Aucune société obstinée se basant sur la division ne pourra se développer, se renouveler ou endurer des obstacles. Seule une diversité assez flexible pour accueillir et respecter les origines de chacun pourra permettre au bon développement d'individus consciencieux et d'une société saine. Si nous ne nous concentrons que sur les traditions dont nous avons hérité, sans s'ouvrir à la diversité, ce que nous avons de plus précieux en nous finira bien par disparaître.

Le café bosniaque est bien plus qu'une boisson, c'est un rituel de connexion et d'hospitalité. Photo provenant d'une archive privée, via Balkan Diskurs, utilisée avec permission.

Tâche 1 :: Selon le texte sur la diversité, que représente le café bosniaque au-delà d'une simple boisson ?
Tâche 2 :: Recopiez sans rien changer tout ce qui va de « Le café bosniaque » jusqu'à « utilisée avec permission. » dans le texte sur la diversité.
Tâche 3 :: Traduisez en anglais cette phrase du texte sur la diversité : « Seule une diversité assez flexible pour accueillir et respecter les origines de chacun pourra permettre au bon développement d'individus consciencieux et d'une société saine. »
Les enregistrements ne sont pas utiles ici.

Données enregistrées ::
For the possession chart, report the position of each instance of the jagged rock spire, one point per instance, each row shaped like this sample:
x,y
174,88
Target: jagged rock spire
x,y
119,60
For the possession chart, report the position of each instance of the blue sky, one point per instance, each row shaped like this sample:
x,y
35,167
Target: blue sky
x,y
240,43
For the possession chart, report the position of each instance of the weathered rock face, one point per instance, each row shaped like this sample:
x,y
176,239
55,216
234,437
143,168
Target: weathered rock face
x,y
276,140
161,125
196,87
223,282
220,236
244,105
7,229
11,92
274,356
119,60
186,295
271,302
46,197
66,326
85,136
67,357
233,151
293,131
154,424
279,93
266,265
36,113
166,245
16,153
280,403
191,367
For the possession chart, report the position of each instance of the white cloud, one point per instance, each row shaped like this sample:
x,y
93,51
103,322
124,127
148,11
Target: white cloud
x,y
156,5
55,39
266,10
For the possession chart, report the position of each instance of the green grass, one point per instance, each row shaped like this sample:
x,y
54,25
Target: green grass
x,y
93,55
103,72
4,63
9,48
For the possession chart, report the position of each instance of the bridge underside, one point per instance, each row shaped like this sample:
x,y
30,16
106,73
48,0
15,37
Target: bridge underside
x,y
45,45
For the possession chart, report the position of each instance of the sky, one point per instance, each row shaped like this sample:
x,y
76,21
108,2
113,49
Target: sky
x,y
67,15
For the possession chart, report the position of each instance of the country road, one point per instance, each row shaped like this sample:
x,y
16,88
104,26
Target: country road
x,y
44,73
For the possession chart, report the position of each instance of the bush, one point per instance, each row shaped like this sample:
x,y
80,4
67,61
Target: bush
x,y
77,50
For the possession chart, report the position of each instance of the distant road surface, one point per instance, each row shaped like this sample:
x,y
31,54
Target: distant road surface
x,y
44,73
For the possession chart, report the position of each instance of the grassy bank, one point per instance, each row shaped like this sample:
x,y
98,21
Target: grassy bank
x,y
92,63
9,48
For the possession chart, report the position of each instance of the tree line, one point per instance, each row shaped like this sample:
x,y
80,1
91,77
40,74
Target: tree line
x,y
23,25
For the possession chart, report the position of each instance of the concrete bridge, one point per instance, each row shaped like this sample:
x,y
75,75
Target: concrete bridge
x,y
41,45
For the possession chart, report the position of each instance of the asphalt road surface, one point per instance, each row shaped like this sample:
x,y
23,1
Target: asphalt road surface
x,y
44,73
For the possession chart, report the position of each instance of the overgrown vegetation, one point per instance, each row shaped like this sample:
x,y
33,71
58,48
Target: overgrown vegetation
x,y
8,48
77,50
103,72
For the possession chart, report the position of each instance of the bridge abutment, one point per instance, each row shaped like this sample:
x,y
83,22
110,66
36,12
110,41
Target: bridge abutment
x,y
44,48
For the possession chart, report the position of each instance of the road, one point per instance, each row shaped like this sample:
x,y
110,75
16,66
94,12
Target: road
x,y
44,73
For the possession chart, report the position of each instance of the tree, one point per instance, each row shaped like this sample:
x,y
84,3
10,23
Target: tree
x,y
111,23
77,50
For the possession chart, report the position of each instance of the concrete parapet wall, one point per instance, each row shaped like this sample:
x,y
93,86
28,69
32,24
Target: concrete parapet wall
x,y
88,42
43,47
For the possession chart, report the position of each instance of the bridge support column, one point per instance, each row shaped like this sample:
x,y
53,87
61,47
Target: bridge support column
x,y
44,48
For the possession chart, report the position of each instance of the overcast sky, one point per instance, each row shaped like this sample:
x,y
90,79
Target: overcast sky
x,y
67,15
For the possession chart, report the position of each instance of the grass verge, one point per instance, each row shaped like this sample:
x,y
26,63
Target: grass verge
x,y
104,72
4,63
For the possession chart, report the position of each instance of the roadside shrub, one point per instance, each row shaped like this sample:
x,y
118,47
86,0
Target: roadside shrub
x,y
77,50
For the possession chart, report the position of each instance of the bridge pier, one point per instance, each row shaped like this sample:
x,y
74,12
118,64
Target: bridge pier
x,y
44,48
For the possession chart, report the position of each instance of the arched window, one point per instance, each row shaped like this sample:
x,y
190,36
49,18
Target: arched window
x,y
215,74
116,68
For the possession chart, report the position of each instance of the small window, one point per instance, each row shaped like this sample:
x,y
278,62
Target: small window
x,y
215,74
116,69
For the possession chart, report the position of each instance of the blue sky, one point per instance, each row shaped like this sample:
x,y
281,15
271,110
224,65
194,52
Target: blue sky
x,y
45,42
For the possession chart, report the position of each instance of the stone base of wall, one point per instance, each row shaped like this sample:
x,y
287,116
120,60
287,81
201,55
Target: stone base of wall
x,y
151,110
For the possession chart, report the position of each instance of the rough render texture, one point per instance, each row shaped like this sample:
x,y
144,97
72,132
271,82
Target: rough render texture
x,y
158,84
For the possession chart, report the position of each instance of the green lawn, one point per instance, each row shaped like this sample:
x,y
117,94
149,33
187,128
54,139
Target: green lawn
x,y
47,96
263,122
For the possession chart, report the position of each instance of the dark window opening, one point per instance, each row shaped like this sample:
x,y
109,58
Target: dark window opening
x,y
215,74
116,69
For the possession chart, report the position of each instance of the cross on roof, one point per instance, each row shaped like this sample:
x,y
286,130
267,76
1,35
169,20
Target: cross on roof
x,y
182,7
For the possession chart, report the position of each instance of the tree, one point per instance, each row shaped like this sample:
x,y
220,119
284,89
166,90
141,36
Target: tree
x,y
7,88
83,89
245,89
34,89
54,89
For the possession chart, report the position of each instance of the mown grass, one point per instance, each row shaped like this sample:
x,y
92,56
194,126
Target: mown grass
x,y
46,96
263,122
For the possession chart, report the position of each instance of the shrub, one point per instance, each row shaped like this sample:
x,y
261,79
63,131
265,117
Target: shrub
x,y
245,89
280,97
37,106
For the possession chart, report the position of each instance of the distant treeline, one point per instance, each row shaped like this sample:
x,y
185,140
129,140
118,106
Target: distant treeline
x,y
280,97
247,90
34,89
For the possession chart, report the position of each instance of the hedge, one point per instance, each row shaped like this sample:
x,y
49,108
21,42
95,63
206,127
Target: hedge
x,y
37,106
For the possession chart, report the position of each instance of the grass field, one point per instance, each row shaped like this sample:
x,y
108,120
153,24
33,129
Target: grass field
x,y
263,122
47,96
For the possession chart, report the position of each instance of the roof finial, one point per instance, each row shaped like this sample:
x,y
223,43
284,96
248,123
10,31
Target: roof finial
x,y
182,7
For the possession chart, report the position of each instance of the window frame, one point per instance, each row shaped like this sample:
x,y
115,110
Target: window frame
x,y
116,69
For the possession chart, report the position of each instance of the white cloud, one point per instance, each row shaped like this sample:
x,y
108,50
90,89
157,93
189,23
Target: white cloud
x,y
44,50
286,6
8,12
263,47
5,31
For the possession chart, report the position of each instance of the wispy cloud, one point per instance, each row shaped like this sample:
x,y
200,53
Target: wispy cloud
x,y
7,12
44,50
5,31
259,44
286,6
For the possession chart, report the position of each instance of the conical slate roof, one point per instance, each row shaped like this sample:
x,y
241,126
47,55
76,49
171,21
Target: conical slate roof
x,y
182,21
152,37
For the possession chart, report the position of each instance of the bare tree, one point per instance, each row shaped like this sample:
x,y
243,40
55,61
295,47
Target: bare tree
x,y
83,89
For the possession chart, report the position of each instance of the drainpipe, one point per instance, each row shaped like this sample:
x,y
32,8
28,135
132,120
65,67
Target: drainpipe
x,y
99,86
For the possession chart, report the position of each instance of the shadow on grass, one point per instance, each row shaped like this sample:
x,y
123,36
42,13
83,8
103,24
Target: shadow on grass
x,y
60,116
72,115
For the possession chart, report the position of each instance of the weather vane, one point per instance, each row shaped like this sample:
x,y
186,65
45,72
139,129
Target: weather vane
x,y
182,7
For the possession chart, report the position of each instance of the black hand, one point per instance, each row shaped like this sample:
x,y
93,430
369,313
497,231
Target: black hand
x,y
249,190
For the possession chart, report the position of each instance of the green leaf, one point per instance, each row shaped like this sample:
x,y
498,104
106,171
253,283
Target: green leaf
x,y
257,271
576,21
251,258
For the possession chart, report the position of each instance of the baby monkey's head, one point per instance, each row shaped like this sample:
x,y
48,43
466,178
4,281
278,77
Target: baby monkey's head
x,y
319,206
---
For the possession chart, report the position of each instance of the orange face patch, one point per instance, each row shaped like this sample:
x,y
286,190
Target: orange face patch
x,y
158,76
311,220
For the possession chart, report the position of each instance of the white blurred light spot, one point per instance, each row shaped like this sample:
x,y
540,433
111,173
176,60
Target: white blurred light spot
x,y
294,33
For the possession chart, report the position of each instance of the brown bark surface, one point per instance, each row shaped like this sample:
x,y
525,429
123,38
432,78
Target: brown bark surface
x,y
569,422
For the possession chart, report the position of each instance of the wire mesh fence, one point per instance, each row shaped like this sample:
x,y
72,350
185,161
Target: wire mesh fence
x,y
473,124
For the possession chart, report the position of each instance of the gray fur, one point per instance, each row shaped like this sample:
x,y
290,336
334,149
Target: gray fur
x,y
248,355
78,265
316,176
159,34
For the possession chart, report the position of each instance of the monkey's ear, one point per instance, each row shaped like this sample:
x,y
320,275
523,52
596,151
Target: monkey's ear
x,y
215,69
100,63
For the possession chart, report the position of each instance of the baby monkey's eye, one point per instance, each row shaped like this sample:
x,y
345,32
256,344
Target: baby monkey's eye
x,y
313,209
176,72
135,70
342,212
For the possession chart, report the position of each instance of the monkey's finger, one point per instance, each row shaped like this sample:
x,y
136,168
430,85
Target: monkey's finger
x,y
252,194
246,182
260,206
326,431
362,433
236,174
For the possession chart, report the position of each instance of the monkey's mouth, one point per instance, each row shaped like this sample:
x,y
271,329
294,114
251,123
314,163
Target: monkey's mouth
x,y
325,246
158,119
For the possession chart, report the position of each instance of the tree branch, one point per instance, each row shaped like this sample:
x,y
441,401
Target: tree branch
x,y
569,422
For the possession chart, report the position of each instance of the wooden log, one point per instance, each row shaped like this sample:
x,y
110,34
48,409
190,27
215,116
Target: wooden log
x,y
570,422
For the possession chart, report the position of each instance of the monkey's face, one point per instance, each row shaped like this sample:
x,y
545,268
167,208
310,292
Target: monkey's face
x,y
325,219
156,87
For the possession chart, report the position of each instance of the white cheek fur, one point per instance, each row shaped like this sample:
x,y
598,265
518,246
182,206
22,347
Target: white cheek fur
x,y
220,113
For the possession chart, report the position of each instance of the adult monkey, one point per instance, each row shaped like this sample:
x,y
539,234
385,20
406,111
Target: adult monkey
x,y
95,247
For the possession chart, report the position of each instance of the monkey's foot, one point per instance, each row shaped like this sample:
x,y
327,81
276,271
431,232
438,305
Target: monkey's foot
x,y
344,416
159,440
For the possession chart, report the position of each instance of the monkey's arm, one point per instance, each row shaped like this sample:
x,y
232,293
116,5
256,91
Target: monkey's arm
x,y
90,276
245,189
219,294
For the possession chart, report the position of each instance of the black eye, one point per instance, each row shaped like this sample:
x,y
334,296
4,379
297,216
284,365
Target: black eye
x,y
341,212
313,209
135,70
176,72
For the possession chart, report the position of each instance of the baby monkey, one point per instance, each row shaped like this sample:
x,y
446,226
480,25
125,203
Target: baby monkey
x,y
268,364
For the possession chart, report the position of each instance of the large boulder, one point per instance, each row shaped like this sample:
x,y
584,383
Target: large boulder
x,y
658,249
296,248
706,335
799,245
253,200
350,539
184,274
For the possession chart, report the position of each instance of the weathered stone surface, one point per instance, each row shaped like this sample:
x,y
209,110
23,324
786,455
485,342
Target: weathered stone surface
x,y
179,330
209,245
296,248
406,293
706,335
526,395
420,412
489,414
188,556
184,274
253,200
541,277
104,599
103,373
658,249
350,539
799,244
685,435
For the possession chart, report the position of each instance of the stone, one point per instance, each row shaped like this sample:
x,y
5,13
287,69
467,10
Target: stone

Corrigé 1 :: Un rituel de connexion et d'hospitalité.

Corrigé 2 ::
Le café bosniaque est bien plus qu'une boisson, c'est un rituel de connexion et d'hospitalité. Photo provenant d'une archive privée, via Balkan Diskurs, utilisée avec permission.

Corrigé 3 :: Only a diversity flexible enough to welcome and respect everyone's origins will allow for the sound development of conscientious individuals and a healthy society.